**SET TASK:** Locate every line in the items below that contains the word "dark", and reproduce each such line in full.

**Labeled region records:**
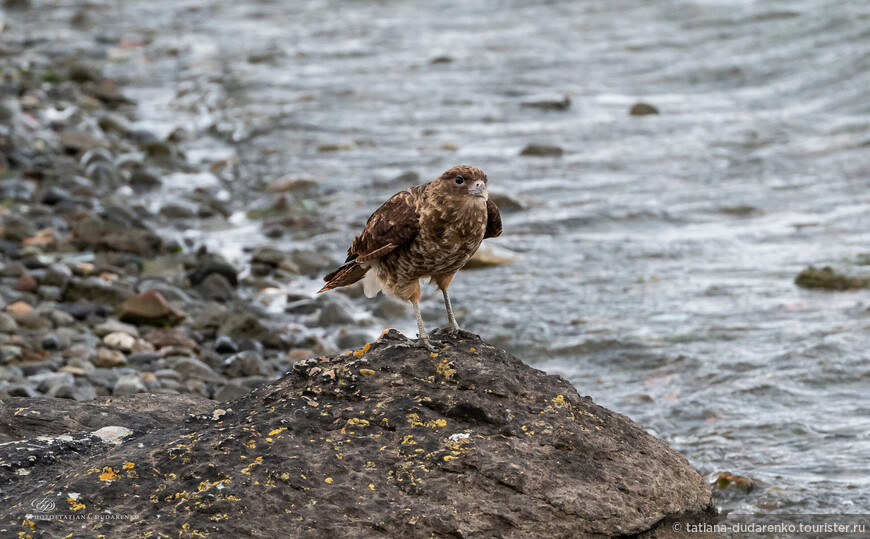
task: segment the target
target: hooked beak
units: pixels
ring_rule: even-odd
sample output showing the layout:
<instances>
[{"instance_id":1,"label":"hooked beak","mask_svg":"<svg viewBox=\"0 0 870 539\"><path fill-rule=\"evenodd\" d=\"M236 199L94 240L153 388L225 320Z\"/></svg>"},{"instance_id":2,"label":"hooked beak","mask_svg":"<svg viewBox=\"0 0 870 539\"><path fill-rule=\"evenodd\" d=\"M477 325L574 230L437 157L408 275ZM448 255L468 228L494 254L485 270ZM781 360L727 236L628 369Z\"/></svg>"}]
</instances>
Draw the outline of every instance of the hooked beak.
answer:
<instances>
[{"instance_id":1,"label":"hooked beak","mask_svg":"<svg viewBox=\"0 0 870 539\"><path fill-rule=\"evenodd\" d=\"M489 191L486 190L486 184L483 183L483 180L477 180L474 184L468 188L468 192L476 197L481 197L484 200L489 199Z\"/></svg>"}]
</instances>

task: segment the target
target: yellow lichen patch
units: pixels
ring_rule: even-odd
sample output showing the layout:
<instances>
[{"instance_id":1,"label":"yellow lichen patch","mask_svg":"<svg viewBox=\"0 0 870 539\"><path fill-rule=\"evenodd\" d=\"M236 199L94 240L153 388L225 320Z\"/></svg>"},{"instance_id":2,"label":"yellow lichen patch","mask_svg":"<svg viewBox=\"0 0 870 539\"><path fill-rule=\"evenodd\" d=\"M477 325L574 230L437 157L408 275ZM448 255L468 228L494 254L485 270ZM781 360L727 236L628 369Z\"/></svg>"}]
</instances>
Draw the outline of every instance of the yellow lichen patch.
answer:
<instances>
[{"instance_id":1,"label":"yellow lichen patch","mask_svg":"<svg viewBox=\"0 0 870 539\"><path fill-rule=\"evenodd\" d=\"M254 462L250 463L246 467L242 468L241 472L245 475L251 475L251 468L263 462L263 457L257 457L254 459Z\"/></svg>"},{"instance_id":2,"label":"yellow lichen patch","mask_svg":"<svg viewBox=\"0 0 870 539\"><path fill-rule=\"evenodd\" d=\"M103 473L100 474L100 481L114 481L118 478L118 470L111 466L103 468Z\"/></svg>"},{"instance_id":3,"label":"yellow lichen patch","mask_svg":"<svg viewBox=\"0 0 870 539\"><path fill-rule=\"evenodd\" d=\"M420 416L414 413L408 414L408 423L410 423L412 427L428 427L430 429L447 426L447 420L445 419L432 419L424 423L423 421L420 421Z\"/></svg>"},{"instance_id":4,"label":"yellow lichen patch","mask_svg":"<svg viewBox=\"0 0 870 539\"><path fill-rule=\"evenodd\" d=\"M571 403L565 400L565 395L557 395L553 397L552 402L556 408L571 408Z\"/></svg>"},{"instance_id":5,"label":"yellow lichen patch","mask_svg":"<svg viewBox=\"0 0 870 539\"><path fill-rule=\"evenodd\" d=\"M441 361L435 370L447 380L452 379L453 375L456 373L456 369L454 369L453 365L451 365L446 359Z\"/></svg>"},{"instance_id":6,"label":"yellow lichen patch","mask_svg":"<svg viewBox=\"0 0 870 539\"><path fill-rule=\"evenodd\" d=\"M417 445L417 442L414 441L414 436L409 434L402 438L402 445Z\"/></svg>"}]
</instances>

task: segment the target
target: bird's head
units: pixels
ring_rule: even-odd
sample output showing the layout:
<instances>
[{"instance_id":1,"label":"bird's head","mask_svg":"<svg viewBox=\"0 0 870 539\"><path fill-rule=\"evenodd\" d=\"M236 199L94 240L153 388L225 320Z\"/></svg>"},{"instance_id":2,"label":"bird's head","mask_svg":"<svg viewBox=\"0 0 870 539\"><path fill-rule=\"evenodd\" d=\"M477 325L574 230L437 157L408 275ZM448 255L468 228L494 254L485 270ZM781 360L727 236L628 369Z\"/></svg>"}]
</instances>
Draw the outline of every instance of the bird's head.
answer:
<instances>
[{"instance_id":1,"label":"bird's head","mask_svg":"<svg viewBox=\"0 0 870 539\"><path fill-rule=\"evenodd\" d=\"M435 183L446 197L489 200L486 174L479 168L467 165L453 167L439 176Z\"/></svg>"}]
</instances>

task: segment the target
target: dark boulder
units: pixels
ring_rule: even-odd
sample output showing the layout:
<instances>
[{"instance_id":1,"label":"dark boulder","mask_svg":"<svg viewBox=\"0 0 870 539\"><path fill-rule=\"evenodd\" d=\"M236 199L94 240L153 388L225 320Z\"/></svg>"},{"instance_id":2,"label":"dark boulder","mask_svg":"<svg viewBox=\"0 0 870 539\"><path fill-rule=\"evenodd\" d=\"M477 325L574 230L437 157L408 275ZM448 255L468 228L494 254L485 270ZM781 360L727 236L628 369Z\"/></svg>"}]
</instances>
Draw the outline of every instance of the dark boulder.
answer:
<instances>
[{"instance_id":1,"label":"dark boulder","mask_svg":"<svg viewBox=\"0 0 870 539\"><path fill-rule=\"evenodd\" d=\"M137 395L152 415L109 404L95 422L80 414L105 399L3 402L29 441L0 445L0 513L42 537L586 537L715 512L685 458L564 379L478 339L387 346L403 342L298 362L220 408ZM55 517L28 519L34 499Z\"/></svg>"}]
</instances>

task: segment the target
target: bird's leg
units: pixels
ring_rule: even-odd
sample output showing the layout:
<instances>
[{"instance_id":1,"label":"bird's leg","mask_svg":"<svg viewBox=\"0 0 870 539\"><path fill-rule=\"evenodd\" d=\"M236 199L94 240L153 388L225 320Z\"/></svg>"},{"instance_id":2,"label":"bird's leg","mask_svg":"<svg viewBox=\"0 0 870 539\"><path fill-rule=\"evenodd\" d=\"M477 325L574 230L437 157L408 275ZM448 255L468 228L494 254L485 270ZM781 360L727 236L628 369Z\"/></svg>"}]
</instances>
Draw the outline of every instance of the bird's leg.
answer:
<instances>
[{"instance_id":1,"label":"bird's leg","mask_svg":"<svg viewBox=\"0 0 870 539\"><path fill-rule=\"evenodd\" d=\"M459 324L456 323L456 317L453 315L453 306L450 305L450 296L447 295L447 290L442 290L442 294L444 294L444 306L447 307L447 323L450 324L449 331L451 333L456 333L459 331Z\"/></svg>"},{"instance_id":2,"label":"bird's leg","mask_svg":"<svg viewBox=\"0 0 870 539\"><path fill-rule=\"evenodd\" d=\"M444 306L447 308L448 326L441 328L440 331L446 332L448 335L456 335L465 339L477 337L477 335L475 335L474 333L470 331L465 331L464 329L459 327L459 324L456 323L456 316L453 314L453 306L450 304L450 296L447 295L447 289L443 288L441 290L441 293L444 294Z\"/></svg>"},{"instance_id":3,"label":"bird's leg","mask_svg":"<svg viewBox=\"0 0 870 539\"><path fill-rule=\"evenodd\" d=\"M419 332L415 346L434 351L435 347L429 342L429 336L426 335L426 329L423 327L423 315L420 314L420 304L416 301L412 302L412 304L414 305L414 318L417 319L417 331Z\"/></svg>"}]
</instances>

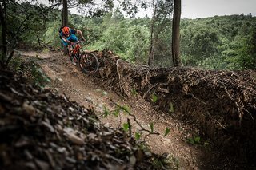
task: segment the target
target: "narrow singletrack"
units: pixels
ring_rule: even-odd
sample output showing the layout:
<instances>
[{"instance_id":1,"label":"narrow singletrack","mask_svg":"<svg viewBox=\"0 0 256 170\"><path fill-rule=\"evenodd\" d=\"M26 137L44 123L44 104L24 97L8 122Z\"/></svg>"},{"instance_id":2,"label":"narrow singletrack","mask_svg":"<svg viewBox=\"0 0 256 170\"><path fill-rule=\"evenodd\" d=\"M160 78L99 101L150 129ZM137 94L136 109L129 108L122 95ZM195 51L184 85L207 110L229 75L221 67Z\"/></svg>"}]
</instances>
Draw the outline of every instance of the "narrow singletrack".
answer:
<instances>
[{"instance_id":1,"label":"narrow singletrack","mask_svg":"<svg viewBox=\"0 0 256 170\"><path fill-rule=\"evenodd\" d=\"M210 153L203 146L192 145L186 142L184 132L189 127L174 119L166 119L164 113L155 111L150 105L142 97L124 98L118 96L107 87L102 87L93 82L93 79L83 73L78 67L73 65L67 56L60 52L49 53L35 53L34 52L21 52L26 57L36 58L45 73L51 79L48 88L66 95L70 101L74 101L85 107L93 107L99 116L101 121L114 127L122 126L126 121L125 116L117 117L101 117L104 107L108 110L114 109L114 101L122 105L128 105L132 114L140 124L149 128L149 125L154 123L155 132L161 135L151 135L146 141L151 150L158 154L168 153L178 160L179 169L212 169L213 162ZM137 127L132 122L133 127ZM164 137L166 127L170 129L170 133ZM187 132L187 136L190 134ZM216 158L218 160L218 158Z\"/></svg>"}]
</instances>

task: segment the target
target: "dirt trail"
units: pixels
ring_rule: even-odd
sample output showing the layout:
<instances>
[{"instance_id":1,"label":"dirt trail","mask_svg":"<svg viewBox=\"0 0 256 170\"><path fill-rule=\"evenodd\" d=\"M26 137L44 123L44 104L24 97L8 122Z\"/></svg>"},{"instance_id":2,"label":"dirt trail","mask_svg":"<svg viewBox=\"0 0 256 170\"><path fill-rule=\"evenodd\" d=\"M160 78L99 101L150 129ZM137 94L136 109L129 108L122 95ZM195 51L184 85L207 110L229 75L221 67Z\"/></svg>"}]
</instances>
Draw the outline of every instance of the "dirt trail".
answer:
<instances>
[{"instance_id":1,"label":"dirt trail","mask_svg":"<svg viewBox=\"0 0 256 170\"><path fill-rule=\"evenodd\" d=\"M211 169L213 160L207 160L206 154L209 154L204 148L191 145L185 141L184 131L188 128L171 118L166 120L163 113L156 112L140 97L124 98L111 92L108 87L102 87L94 83L90 76L82 73L79 69L72 65L67 57L60 52L50 53L35 53L32 52L21 52L22 56L37 58L43 71L51 79L50 88L58 90L60 94L65 94L70 101L85 105L94 107L100 117L104 107L109 110L114 109L113 100L122 105L126 105L131 113L136 116L143 127L149 127L154 123L155 132L160 136L152 135L147 139L151 150L156 153L168 153L178 160L181 169ZM102 123L117 127L121 122L126 121L124 116L116 117L109 116L106 118L100 117ZM132 123L133 124L133 123ZM169 127L170 132L164 137L166 127ZM189 134L188 134L189 135Z\"/></svg>"}]
</instances>

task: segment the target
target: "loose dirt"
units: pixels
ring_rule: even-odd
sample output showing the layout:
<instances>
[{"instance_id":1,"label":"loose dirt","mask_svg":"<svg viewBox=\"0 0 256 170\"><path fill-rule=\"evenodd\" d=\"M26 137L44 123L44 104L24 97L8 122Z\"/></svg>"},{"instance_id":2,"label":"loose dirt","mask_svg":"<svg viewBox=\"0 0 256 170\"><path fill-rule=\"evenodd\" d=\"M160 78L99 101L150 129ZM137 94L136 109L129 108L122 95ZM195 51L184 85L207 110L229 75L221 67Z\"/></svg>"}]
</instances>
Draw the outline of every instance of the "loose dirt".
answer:
<instances>
[{"instance_id":1,"label":"loose dirt","mask_svg":"<svg viewBox=\"0 0 256 170\"><path fill-rule=\"evenodd\" d=\"M187 142L187 139L192 136L190 126L170 117L166 118L165 115L168 113L154 110L140 96L135 95L129 98L118 96L109 87L94 81L94 79L90 75L83 73L77 66L71 65L68 57L63 56L60 52L21 52L21 54L35 59L41 65L51 80L47 88L64 94L70 101L85 107L94 108L102 123L120 127L126 122L127 118L133 119L125 114L119 117L103 117L105 109L115 109L114 103L127 105L130 113L136 116L138 122L146 128L150 129L150 124L154 123L154 132L160 135L150 135L146 139L150 149L155 153L170 155L177 159L180 169L218 169L222 166L219 164L222 156L211 152L210 147ZM133 132L139 130L139 126L134 121L131 122ZM166 127L170 128L170 132L166 136L163 136ZM228 162L228 159L222 160L222 163L223 162Z\"/></svg>"}]
</instances>

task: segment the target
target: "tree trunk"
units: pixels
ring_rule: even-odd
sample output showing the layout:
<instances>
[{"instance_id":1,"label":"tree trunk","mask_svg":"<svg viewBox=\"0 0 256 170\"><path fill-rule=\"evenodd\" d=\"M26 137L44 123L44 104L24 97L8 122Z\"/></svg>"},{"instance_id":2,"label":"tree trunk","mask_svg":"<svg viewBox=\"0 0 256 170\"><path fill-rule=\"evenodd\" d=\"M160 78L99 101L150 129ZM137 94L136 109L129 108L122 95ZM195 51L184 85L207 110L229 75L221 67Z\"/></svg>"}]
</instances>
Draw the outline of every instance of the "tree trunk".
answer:
<instances>
[{"instance_id":1,"label":"tree trunk","mask_svg":"<svg viewBox=\"0 0 256 170\"><path fill-rule=\"evenodd\" d=\"M5 61L6 60L6 56L7 56L7 38L6 38L6 1L3 2L4 6L2 8L2 6L0 5L0 21L1 21L1 26L2 26L2 56L1 58L1 62L2 64L5 63Z\"/></svg>"},{"instance_id":2,"label":"tree trunk","mask_svg":"<svg viewBox=\"0 0 256 170\"><path fill-rule=\"evenodd\" d=\"M181 0L174 0L172 32L172 55L174 66L182 66L182 59L179 49L179 24L181 19L182 2Z\"/></svg>"},{"instance_id":3,"label":"tree trunk","mask_svg":"<svg viewBox=\"0 0 256 170\"><path fill-rule=\"evenodd\" d=\"M154 22L155 22L155 4L154 0L153 0L153 18L151 23L151 31L150 31L150 56L148 65L149 66L152 66L154 61Z\"/></svg>"}]
</instances>

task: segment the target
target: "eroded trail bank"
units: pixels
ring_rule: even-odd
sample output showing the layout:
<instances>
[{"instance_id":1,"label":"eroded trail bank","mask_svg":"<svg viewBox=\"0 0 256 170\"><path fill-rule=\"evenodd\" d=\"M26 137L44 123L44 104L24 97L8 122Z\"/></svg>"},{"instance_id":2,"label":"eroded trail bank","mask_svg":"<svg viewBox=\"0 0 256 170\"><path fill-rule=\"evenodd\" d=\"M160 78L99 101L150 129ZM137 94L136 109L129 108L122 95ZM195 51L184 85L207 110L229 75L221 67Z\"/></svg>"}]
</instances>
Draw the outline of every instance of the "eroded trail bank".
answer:
<instances>
[{"instance_id":1,"label":"eroded trail bank","mask_svg":"<svg viewBox=\"0 0 256 170\"><path fill-rule=\"evenodd\" d=\"M153 122L158 132L170 127L171 131L166 137L153 136L148 141L154 152L174 155L185 169L225 168L232 164L234 167L236 164L238 166L238 163L246 165L248 160L253 160L250 154L254 150L248 152L247 148L254 148L250 140L255 136L248 135L250 130L254 132L252 118L255 113L254 72L149 69L134 66L111 52L95 53L99 57L100 69L90 76L71 65L61 53L38 55L41 59L38 61L52 79L52 88L60 93L65 93L70 100L94 106L99 115L104 107L114 109L112 99L129 105L145 126ZM102 119L116 126L126 121L126 118ZM250 124L252 125L248 126ZM200 132L190 127L200 129ZM187 139L195 142L197 136L194 135L210 139L221 147L220 150L234 151L240 157L230 160L221 152L212 153L202 145L208 141L199 141L198 145L188 144ZM244 148L241 150L240 146Z\"/></svg>"},{"instance_id":2,"label":"eroded trail bank","mask_svg":"<svg viewBox=\"0 0 256 170\"><path fill-rule=\"evenodd\" d=\"M102 64L98 81L128 97L136 91L155 109L196 125L238 162L255 163L255 71L150 69L132 65L110 51L96 53Z\"/></svg>"}]
</instances>

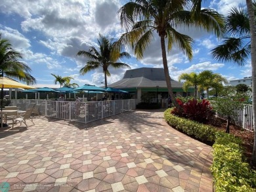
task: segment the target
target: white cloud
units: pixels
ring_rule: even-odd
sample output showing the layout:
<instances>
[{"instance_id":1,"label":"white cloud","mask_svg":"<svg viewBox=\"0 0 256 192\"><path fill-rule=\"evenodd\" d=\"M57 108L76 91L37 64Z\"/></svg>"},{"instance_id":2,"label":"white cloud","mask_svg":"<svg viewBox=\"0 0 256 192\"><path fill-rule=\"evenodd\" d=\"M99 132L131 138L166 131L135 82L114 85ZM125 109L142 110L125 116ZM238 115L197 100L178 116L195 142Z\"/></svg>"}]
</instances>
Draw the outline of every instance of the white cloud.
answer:
<instances>
[{"instance_id":1,"label":"white cloud","mask_svg":"<svg viewBox=\"0 0 256 192\"><path fill-rule=\"evenodd\" d=\"M226 15L232 7L239 5L246 6L246 3L244 0L213 0L210 3L210 7L224 15Z\"/></svg>"},{"instance_id":2,"label":"white cloud","mask_svg":"<svg viewBox=\"0 0 256 192\"><path fill-rule=\"evenodd\" d=\"M200 73L203 70L215 71L221 68L224 65L223 64L211 64L210 62L205 62L198 64L193 64L186 69L179 69L178 67L169 68L170 75L172 79L177 80L179 76L182 73L190 73L192 72Z\"/></svg>"},{"instance_id":3,"label":"white cloud","mask_svg":"<svg viewBox=\"0 0 256 192\"><path fill-rule=\"evenodd\" d=\"M216 45L212 43L212 41L209 39L205 39L202 41L199 45L203 46L207 49L212 49Z\"/></svg>"},{"instance_id":4,"label":"white cloud","mask_svg":"<svg viewBox=\"0 0 256 192\"><path fill-rule=\"evenodd\" d=\"M30 41L16 29L0 25L0 33L2 34L2 38L9 39L18 51L22 52L31 47Z\"/></svg>"}]
</instances>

**RESULT OF THE EXERCISE:**
target: dark boulder
[{"instance_id":1,"label":"dark boulder","mask_svg":"<svg viewBox=\"0 0 870 539\"><path fill-rule=\"evenodd\" d=\"M236 199L94 240L153 388L225 320Z\"/></svg>"},{"instance_id":2,"label":"dark boulder","mask_svg":"<svg viewBox=\"0 0 870 539\"><path fill-rule=\"evenodd\" d=\"M477 325L574 230L437 157L408 275ZM448 255L468 228L494 254L485 270ZM781 360L727 236L628 369Z\"/></svg>"}]
Draw the outline of every instance of the dark boulder.
[{"instance_id":1,"label":"dark boulder","mask_svg":"<svg viewBox=\"0 0 870 539\"><path fill-rule=\"evenodd\" d=\"M137 395L152 415L109 404L95 422L80 414L105 399L3 402L29 441L0 445L0 513L42 537L586 537L715 512L685 458L564 379L478 339L387 346L403 342L298 362L220 408ZM55 517L28 519L34 499Z\"/></svg>"}]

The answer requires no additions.